■ SET TASK ■
Select every line in the records below that contains the string "trimmed", and copy each one. Case counts.
┄┄┄┄┄┄
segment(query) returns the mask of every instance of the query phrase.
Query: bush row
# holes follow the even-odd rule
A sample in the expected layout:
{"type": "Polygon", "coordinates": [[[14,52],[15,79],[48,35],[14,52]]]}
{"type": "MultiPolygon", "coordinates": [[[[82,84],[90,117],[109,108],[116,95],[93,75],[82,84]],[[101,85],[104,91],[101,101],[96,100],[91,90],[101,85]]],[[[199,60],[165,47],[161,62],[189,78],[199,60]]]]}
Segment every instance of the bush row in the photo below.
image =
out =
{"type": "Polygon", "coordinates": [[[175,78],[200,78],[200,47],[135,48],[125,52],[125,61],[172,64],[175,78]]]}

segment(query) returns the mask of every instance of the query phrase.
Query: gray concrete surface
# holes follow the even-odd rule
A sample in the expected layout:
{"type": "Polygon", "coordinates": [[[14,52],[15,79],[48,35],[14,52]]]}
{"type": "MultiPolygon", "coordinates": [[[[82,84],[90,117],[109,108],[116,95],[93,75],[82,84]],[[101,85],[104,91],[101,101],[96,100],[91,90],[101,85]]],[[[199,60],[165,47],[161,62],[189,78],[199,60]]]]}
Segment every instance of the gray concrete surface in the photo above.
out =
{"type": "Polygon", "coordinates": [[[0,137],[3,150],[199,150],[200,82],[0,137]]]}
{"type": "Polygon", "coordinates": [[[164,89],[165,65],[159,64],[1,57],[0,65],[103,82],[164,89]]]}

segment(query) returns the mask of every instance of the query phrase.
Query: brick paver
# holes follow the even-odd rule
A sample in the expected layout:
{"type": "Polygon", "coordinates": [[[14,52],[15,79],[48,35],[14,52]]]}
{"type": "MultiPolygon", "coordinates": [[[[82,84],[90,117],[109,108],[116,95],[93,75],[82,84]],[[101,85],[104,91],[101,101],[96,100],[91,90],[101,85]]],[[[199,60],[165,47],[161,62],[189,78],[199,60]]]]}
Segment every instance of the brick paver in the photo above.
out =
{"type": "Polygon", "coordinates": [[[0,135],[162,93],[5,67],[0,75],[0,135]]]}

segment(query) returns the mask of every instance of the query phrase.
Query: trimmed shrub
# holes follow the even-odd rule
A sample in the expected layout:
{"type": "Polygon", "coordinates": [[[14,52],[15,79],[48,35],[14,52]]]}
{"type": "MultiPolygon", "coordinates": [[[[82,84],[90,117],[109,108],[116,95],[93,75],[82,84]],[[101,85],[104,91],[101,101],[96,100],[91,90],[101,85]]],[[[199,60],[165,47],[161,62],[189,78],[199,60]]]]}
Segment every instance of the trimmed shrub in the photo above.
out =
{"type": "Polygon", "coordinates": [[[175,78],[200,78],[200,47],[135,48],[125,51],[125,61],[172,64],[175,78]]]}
┄┄┄┄┄┄
■ ANSWER TO THIS EXERCISE ■
Query: trimmed shrub
Segment every instance of the trimmed shrub in the photo above.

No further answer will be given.